Request — Present the lines from the one containing "# mark the region of every instance of the blue" through the end of the entries, inclusive, as a Markdown table with the columns Row and Line, leaving out blank lines.

(Segmentation data)
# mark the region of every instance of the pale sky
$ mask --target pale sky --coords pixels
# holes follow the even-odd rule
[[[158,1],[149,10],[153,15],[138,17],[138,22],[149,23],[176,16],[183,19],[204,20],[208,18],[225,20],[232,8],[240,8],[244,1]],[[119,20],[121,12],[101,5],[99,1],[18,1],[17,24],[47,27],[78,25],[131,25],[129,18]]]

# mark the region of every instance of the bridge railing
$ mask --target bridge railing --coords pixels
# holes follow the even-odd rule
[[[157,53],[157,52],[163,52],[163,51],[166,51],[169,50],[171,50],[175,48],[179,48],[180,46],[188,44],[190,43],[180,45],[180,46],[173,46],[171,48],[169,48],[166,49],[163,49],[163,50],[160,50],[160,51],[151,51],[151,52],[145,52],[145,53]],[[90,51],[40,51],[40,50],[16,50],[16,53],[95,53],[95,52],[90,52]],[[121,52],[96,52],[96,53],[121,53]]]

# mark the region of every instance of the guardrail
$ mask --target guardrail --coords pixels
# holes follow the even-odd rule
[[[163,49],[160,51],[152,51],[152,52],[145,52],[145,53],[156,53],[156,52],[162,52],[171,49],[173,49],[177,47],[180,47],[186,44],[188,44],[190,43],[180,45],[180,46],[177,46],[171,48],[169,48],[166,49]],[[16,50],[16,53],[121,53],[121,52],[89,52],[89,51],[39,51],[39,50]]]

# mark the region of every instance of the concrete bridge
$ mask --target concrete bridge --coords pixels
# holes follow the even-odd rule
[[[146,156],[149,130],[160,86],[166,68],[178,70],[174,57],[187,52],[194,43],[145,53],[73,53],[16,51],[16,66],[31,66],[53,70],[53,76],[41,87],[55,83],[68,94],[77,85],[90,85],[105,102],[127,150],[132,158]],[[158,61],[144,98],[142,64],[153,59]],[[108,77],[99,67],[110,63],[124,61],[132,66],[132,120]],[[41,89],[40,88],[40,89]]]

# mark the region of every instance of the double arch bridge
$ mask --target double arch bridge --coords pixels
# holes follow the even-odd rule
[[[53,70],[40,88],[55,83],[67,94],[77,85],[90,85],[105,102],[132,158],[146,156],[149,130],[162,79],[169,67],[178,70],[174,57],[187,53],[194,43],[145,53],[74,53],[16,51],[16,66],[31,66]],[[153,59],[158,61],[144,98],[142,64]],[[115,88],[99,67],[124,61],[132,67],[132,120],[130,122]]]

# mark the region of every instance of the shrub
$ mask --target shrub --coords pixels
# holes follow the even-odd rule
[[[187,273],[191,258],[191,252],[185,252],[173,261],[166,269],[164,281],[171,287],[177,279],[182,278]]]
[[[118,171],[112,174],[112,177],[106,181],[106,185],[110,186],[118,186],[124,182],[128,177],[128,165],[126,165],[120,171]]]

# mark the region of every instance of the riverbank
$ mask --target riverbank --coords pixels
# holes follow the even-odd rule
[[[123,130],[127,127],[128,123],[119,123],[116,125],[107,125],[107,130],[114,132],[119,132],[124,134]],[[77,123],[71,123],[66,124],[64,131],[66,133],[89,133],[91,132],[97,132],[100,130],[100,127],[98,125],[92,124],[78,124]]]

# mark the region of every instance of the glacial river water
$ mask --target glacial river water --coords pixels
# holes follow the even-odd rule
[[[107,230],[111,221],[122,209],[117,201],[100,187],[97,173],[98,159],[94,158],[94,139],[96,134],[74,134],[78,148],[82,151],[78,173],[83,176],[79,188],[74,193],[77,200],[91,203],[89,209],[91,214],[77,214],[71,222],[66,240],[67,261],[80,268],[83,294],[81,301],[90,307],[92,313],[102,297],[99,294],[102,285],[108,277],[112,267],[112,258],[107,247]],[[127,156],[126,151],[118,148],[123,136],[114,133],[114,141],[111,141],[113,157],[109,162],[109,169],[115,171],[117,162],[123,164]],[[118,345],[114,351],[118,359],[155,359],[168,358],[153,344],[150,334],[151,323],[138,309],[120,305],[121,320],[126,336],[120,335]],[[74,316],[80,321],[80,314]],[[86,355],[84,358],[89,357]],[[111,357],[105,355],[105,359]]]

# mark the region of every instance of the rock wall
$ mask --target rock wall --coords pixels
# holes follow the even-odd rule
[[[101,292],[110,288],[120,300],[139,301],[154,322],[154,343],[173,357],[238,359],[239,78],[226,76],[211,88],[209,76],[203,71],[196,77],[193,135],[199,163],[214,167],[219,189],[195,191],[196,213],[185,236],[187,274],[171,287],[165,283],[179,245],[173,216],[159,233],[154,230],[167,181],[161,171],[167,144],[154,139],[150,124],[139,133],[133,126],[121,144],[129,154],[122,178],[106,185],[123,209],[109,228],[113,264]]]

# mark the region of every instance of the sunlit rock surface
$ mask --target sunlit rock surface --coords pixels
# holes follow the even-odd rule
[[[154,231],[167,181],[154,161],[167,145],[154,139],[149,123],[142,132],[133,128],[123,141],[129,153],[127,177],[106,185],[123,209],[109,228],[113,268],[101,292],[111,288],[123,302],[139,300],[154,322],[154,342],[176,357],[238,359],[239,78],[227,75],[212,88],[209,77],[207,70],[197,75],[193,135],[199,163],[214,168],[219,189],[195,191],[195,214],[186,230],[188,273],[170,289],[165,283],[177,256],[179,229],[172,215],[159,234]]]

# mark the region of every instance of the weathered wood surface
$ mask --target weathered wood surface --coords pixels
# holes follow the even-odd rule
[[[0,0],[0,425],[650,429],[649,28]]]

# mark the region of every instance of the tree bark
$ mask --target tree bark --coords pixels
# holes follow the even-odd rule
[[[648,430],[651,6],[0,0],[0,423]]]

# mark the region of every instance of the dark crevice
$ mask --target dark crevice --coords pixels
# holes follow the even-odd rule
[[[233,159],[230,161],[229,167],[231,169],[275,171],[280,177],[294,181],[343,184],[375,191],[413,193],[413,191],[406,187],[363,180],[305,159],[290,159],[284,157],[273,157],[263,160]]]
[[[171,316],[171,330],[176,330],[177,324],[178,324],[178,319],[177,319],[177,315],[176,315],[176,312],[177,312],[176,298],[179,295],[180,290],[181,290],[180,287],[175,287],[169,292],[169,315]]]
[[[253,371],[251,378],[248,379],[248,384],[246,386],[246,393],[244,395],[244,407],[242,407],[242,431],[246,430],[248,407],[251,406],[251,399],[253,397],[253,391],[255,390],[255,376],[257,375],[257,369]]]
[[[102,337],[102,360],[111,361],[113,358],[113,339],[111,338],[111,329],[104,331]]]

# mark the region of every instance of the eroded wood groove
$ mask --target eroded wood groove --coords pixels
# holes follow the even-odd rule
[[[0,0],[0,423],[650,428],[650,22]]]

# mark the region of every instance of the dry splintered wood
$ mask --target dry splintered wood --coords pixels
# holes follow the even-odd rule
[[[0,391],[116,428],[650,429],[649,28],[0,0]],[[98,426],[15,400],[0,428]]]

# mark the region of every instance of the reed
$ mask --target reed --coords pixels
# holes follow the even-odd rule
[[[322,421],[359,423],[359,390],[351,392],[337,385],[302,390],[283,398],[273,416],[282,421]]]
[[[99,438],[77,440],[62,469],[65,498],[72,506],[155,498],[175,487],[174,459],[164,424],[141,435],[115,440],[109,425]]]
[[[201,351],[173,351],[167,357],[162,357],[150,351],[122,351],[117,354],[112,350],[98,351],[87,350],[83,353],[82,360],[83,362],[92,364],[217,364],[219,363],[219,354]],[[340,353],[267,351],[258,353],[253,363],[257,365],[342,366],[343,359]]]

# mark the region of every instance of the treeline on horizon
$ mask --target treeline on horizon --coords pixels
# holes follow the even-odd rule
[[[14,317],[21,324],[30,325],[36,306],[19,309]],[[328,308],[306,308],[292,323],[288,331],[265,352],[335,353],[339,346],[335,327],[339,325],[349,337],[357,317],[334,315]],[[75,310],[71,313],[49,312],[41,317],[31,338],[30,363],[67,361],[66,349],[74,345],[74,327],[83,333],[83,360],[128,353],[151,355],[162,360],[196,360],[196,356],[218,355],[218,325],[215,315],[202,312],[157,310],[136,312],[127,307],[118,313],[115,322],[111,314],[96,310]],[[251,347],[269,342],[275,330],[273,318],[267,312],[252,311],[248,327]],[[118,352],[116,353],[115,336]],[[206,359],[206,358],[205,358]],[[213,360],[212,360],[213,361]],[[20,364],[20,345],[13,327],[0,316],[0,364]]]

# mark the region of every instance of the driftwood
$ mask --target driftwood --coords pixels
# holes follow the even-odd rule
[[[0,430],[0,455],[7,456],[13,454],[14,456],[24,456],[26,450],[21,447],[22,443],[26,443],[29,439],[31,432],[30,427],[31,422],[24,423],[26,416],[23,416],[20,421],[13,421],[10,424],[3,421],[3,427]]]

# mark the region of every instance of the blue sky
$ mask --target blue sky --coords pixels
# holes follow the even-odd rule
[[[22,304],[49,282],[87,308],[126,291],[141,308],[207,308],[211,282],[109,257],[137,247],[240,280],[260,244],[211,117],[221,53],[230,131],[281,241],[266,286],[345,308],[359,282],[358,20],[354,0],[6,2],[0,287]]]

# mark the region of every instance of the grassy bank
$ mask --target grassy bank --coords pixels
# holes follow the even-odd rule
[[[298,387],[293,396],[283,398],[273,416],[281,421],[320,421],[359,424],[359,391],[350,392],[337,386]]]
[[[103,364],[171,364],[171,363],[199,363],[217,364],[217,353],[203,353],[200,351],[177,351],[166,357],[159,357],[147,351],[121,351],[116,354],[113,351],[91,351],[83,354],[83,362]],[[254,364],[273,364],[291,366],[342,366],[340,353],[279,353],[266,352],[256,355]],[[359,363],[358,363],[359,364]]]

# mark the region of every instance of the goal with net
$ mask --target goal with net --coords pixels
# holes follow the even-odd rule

Answer to the problem —
| Row | Line |
|---|---|
| 1 | # mark the region of every instance of the blue sky |
| 2 | $ mask --target blue sky --coords pixels |
| 3 | # holes follow the even-odd rule |
| 4 | [[[22,304],[49,282],[87,308],[126,291],[141,308],[207,308],[211,282],[109,257],[137,247],[240,280],[260,244],[211,117],[221,53],[230,131],[281,241],[266,286],[345,308],[359,282],[358,20],[354,0],[6,2],[0,287]]] |
| 5 | # mark the region of every instance of the grassy bank |
| 6 | $ mask --target grassy bank --coords pixels |
| 7 | # holes follow the even-odd rule |
| 8 | [[[298,387],[293,396],[283,398],[273,416],[281,421],[320,421],[359,424],[359,391],[350,392],[337,386]]] |
| 9 | [[[103,364],[171,364],[171,363],[199,363],[217,364],[217,353],[203,353],[200,351],[177,351],[166,357],[159,357],[147,351],[121,351],[116,354],[113,351],[91,351],[83,354],[83,362]],[[254,364],[273,364],[291,366],[342,366],[340,353],[279,353],[266,352],[256,355]],[[359,363],[358,363],[359,364]]] |
| 10 | # mark the region of every instance of the goal with net |
| 11 | $ mask --target goal with net --coords pixels |
| 12 | # holes follow the even-odd rule |